### WHAT IS EXPECTED
From the abstract below on renin-angiotensin system blockers and digestive system cancers, explain in one to three sentences what the systematic literature search was meant to do.

Accumulating pre-clinical and clinical studies suggested that the renin-angiotensin system blockers (RASBs) possess anti-carcinogenic properties, and their use is associated with favorable outcomes in many types of cancers.
A systematic literature search of relevant databases through January 2019 was conducted to identify studies assessing the RASBs on prognostic outcomes in digestive system malignancies patients on the basis of predetermined selection criteria for pooled hazard ratio (HR) with 95% confidence intervals (CIs). A total of 13 studies were included in the meta-analysis.

### RAW DATA
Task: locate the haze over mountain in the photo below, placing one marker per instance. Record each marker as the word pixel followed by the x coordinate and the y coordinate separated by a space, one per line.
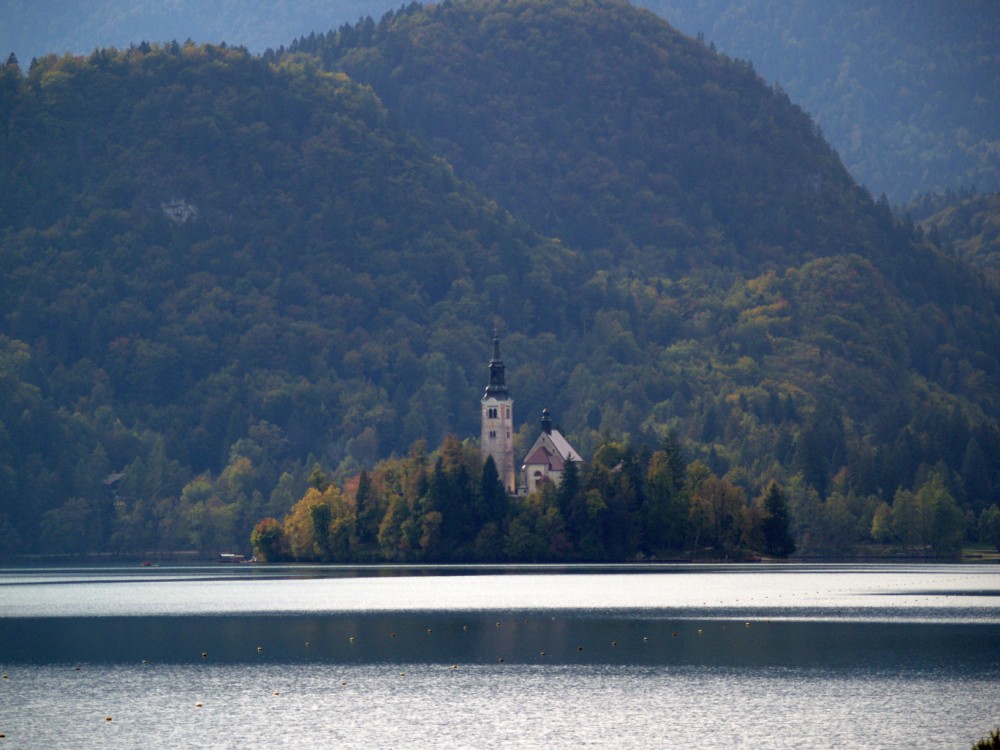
pixel 906 92
pixel 218 271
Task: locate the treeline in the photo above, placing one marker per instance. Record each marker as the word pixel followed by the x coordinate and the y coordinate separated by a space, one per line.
pixel 625 504
pixel 900 89
pixel 219 271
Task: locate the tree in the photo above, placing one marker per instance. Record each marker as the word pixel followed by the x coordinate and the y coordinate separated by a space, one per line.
pixel 268 541
pixel 989 526
pixel 492 496
pixel 666 505
pixel 943 521
pixel 775 524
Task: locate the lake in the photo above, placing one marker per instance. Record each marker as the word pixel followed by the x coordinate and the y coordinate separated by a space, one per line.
pixel 755 656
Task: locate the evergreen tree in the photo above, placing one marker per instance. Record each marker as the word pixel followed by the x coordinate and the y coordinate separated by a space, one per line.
pixel 776 526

### REPLY
The search, run through January 2019, was meant to find studies that assessed how renin-angiotensin system blockers affect prognostic outcomes in patients with digestive system malignancies. It used predetermined selection criteria, and the goal was to pool hazard ratios with 95% confidence intervals. Thirteen studies were included in the meta-analysis.